### WORK TASK
In the entries that follow, count each line containing "white" and state the total, nothing more.

[TASK DATA]

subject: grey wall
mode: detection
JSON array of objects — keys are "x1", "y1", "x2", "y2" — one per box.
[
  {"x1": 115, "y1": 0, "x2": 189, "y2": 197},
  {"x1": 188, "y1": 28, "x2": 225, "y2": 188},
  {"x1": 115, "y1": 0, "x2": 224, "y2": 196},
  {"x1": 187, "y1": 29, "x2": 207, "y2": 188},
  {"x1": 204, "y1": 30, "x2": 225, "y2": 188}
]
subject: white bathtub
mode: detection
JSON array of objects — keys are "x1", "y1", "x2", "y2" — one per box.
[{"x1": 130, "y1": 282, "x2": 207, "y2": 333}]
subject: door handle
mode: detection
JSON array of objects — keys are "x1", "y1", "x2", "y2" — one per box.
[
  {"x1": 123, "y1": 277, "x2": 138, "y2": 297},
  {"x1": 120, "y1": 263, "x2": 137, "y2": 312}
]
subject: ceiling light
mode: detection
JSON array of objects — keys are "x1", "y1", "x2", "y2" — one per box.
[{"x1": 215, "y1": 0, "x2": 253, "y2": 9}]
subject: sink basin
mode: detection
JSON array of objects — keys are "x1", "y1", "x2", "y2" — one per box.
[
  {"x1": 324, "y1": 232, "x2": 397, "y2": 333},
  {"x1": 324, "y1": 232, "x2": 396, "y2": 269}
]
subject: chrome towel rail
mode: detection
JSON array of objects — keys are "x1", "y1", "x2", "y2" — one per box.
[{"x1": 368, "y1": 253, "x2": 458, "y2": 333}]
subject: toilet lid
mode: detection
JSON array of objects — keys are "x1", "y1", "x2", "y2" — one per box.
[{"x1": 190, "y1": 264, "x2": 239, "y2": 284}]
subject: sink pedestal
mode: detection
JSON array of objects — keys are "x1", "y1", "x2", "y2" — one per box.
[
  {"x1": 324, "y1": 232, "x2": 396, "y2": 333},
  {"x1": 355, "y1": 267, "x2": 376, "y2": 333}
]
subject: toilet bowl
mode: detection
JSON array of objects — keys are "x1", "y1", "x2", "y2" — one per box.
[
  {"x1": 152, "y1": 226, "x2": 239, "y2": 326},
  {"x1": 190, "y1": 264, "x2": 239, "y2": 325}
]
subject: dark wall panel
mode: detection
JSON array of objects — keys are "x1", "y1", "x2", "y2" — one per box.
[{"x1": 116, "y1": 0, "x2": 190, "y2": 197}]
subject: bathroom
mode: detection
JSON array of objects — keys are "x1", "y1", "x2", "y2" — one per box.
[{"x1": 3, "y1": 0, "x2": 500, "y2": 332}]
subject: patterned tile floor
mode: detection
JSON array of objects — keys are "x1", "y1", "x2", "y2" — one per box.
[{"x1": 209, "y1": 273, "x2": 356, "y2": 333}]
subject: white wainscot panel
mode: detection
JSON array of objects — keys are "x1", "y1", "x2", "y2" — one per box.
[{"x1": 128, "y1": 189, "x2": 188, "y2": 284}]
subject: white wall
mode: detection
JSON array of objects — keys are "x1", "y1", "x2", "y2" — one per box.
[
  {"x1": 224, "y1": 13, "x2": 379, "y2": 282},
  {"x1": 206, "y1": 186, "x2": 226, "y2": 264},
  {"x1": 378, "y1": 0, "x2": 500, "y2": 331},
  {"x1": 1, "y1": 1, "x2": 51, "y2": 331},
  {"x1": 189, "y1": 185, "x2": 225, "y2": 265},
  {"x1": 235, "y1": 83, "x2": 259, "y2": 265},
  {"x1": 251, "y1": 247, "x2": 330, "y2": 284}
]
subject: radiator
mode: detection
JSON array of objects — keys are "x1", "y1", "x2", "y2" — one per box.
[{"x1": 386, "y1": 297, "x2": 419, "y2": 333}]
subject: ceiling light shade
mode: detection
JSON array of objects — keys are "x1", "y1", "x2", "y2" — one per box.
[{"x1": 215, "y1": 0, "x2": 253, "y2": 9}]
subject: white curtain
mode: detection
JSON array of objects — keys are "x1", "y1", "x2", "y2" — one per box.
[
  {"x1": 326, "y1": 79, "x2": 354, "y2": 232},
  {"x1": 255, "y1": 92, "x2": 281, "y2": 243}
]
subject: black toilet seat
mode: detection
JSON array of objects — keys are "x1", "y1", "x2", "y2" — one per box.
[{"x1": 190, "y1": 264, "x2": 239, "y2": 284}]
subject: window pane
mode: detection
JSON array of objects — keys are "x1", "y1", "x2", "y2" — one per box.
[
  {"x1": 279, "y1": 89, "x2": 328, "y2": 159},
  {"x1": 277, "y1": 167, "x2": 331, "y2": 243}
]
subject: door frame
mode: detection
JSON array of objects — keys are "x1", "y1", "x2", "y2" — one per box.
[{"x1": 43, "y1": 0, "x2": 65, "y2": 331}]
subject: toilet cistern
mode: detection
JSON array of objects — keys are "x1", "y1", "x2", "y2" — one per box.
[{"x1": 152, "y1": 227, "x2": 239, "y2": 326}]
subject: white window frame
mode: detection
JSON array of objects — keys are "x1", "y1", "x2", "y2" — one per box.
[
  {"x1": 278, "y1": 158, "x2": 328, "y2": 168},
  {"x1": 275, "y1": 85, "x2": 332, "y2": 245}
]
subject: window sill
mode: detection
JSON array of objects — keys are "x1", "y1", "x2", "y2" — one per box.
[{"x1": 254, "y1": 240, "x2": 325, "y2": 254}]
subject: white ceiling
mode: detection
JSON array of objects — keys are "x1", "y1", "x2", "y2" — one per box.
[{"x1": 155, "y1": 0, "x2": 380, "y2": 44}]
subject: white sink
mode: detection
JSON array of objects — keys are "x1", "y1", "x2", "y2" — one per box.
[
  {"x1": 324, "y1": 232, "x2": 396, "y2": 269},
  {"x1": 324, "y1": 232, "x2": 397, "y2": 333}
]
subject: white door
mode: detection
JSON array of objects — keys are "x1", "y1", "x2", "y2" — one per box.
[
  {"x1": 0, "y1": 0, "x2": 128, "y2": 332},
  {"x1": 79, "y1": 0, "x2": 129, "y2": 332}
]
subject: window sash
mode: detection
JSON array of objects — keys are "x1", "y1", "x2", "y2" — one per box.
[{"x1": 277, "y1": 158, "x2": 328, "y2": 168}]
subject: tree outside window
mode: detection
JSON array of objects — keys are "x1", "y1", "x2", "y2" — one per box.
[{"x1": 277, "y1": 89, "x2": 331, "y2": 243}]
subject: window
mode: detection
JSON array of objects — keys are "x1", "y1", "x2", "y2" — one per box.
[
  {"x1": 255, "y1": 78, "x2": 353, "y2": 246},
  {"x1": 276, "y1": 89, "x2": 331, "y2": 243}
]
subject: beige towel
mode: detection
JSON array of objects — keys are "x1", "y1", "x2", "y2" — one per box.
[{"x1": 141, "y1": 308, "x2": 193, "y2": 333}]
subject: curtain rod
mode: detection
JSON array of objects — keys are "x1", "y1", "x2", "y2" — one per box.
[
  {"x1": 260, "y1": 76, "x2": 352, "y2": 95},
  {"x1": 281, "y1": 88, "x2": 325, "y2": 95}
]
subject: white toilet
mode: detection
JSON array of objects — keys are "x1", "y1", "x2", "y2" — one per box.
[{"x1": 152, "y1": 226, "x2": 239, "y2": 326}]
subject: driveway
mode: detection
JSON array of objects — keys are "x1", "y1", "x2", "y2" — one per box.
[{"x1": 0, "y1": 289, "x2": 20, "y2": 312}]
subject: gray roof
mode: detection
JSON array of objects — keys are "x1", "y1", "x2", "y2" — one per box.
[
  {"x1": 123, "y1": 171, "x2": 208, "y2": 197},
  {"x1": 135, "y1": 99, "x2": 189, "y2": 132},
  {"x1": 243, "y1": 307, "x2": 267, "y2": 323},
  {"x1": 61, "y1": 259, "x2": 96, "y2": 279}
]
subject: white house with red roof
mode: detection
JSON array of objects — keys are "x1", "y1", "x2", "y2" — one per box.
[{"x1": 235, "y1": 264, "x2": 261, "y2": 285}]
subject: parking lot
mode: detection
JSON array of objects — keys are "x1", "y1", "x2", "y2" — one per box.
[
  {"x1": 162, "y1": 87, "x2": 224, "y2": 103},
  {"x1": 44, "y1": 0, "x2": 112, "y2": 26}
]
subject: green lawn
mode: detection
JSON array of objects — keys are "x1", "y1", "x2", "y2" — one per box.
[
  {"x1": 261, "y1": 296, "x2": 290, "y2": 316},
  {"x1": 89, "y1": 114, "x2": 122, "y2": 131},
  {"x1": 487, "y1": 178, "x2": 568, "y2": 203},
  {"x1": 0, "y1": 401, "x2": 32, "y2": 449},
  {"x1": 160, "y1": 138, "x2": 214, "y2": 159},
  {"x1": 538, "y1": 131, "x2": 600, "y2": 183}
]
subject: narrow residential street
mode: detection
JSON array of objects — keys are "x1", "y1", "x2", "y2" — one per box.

[/TASK DATA]

### COMPLETED TASK
10